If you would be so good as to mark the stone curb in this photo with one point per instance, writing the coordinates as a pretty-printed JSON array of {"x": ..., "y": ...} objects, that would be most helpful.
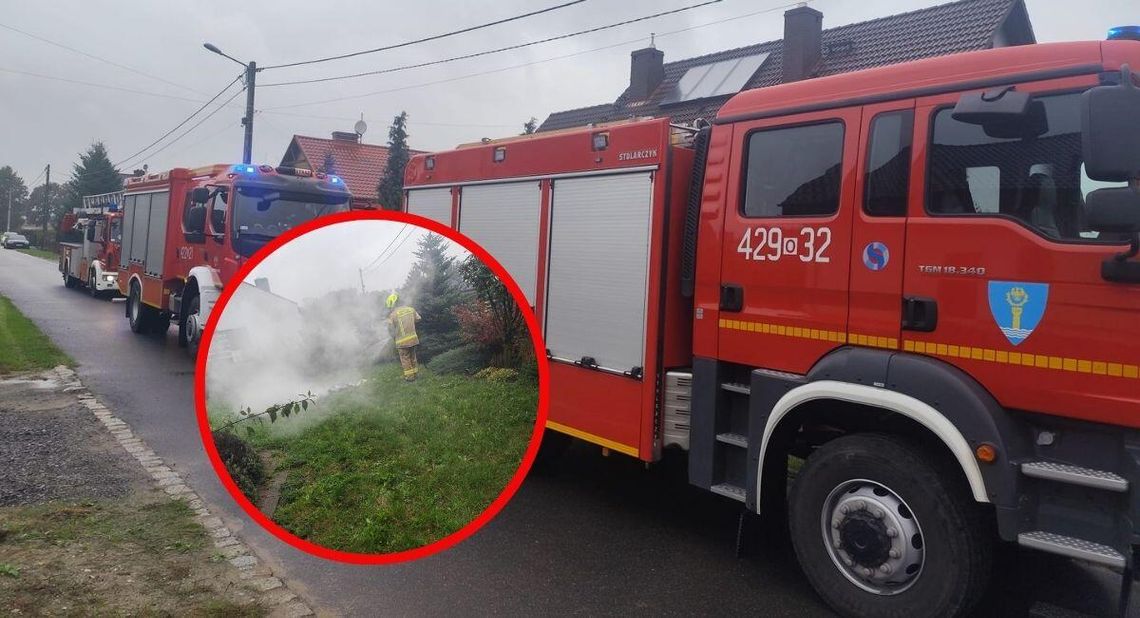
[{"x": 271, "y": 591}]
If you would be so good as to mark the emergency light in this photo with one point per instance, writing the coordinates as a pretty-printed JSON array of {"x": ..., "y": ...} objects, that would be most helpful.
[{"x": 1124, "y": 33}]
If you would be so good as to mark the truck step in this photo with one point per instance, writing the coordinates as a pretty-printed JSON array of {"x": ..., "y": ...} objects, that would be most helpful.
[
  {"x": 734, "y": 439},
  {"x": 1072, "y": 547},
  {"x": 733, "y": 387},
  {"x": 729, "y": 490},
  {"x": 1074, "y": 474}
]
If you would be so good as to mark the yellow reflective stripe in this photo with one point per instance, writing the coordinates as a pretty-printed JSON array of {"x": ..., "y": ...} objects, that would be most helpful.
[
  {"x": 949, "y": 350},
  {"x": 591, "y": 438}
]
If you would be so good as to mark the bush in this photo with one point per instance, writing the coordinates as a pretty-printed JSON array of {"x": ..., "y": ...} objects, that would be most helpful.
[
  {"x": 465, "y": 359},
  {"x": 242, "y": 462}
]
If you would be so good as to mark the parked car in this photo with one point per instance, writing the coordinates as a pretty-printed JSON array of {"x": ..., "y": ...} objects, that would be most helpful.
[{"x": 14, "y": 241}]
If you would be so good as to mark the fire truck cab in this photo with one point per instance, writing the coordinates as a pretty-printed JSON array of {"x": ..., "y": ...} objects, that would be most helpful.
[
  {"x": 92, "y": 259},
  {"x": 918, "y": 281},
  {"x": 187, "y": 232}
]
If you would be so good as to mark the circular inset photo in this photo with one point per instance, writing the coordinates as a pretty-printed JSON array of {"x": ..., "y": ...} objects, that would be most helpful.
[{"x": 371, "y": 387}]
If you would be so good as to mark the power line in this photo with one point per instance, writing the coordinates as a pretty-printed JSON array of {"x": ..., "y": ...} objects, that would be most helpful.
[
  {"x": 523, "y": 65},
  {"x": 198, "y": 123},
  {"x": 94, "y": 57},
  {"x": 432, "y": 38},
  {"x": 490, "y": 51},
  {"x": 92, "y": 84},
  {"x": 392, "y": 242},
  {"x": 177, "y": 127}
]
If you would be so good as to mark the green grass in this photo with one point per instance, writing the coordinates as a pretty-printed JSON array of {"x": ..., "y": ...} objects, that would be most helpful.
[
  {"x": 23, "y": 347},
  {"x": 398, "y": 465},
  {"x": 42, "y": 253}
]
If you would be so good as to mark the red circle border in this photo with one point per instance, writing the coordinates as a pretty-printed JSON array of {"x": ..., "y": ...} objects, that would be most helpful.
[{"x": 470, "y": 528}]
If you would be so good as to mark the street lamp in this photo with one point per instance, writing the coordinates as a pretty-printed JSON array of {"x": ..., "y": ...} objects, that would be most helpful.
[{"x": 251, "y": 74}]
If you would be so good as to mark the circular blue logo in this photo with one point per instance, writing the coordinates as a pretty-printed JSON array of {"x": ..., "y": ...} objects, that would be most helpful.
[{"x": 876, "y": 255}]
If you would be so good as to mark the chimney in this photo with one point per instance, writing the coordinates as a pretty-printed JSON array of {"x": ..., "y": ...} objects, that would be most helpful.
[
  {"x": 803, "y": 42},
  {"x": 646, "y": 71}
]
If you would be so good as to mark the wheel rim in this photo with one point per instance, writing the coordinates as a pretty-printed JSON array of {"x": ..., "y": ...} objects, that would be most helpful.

> **Assignment**
The whole listing above is to be repeated exactly, apart from its pictures.

> **Response box**
If you would be so good as to mark the stone curb in this photo with one point per instance, writing the coordinates as a pretty-printed JSON array of {"x": ..., "y": ...} objects, that would be most helpful.
[{"x": 271, "y": 591}]
If you would be so good as to mark the emergency light in this photo with one point per instance, writing the coordinates as a pretty-printed JSON array of {"x": ..., "y": ...} objects, that would be most helpful.
[{"x": 1124, "y": 33}]
If you would be so good as to mark the truck step in this photo with one point per instance, writing the coordinates as a pretty-printed JSON array of {"x": ..., "y": ...} objects, that would be most helpful.
[
  {"x": 734, "y": 439},
  {"x": 1072, "y": 547},
  {"x": 733, "y": 387},
  {"x": 729, "y": 490},
  {"x": 1074, "y": 474}
]
If you would be so good as to mark the yellow reflective stripe in this photo with one point per instance, writing the coordinates as a pretty-printed JSON array of {"x": ..., "y": ...} objects, that would be most helpful.
[
  {"x": 949, "y": 350},
  {"x": 591, "y": 438}
]
If you would be so good as to mark the bush in this photo with one point per instance, writing the coordinates as a pretty-printed JSON array of {"x": ..., "y": ...} objects, that would be most helpful.
[
  {"x": 465, "y": 359},
  {"x": 242, "y": 462}
]
If you would be so good as to mark the parked car in this photo with one point per instance, writing the coordinates as a pretty-printed JSON array of {"x": ..., "y": ...} objects, that would be most helpful.
[{"x": 14, "y": 241}]
If you would be so good as to mark the fire truck cab in this photo with one point per instance, writing the coordinates as a pretty-printed JSON array of {"x": ..., "y": ...} objects, that would be most helpful.
[
  {"x": 92, "y": 259},
  {"x": 918, "y": 281},
  {"x": 187, "y": 232}
]
If you would be so good as to mark the circular inset photo in this photo with one point per instance, writing the coordinates as a pretty-printed JSON array of {"x": ..., "y": ...} objects, that would be most helpful.
[{"x": 371, "y": 387}]
If you would be so good as to mark the power line in this photo with one point per instance, writing the coordinates as a pretty-printed JSON array of {"x": ..., "y": ...} objects, that would be most helpful.
[
  {"x": 523, "y": 65},
  {"x": 198, "y": 123},
  {"x": 94, "y": 57},
  {"x": 432, "y": 38},
  {"x": 490, "y": 51},
  {"x": 92, "y": 84},
  {"x": 392, "y": 242},
  {"x": 177, "y": 127}
]
If you would be so good as to mark the green grass in this photo with one point per instance, writing the coordinates as a pretty-printed JSON array of {"x": ..., "y": ...} objects, that would be most helpful.
[
  {"x": 23, "y": 347},
  {"x": 398, "y": 465},
  {"x": 42, "y": 253}
]
If you would be so good as to mark the red circle border in this photo with one point per instance, writing the coordinates as a pretty-printed JSON array of {"x": ..., "y": ...} objects, that would be most helpful.
[{"x": 470, "y": 528}]
If you would be so good as to mark the street lamp in this photo with one point per instance, writing the coordinates as a pretty-printed JSON array of {"x": ..., "y": ...} objects, that would be most helpful.
[{"x": 251, "y": 74}]
If you would be so good as to mark the circular blue logo in this photo with one point per instance, writing the coordinates as a pretty-printed JSON array of {"x": ..., "y": ...} objects, that would be most helpful.
[{"x": 876, "y": 255}]
If you would be so good as to mark the chimney in this photo with one point per instance, writing the coordinates as a pretty-printed JSON array of {"x": ..., "y": ...} objects, that would be most helpful.
[
  {"x": 803, "y": 42},
  {"x": 646, "y": 71}
]
If you would be so good as to mark the wheel rim in this photo with one point per instance, writing the coordinates as a pretty-printed JSON array of {"x": ..., "y": ...} objects, that would be most helpful.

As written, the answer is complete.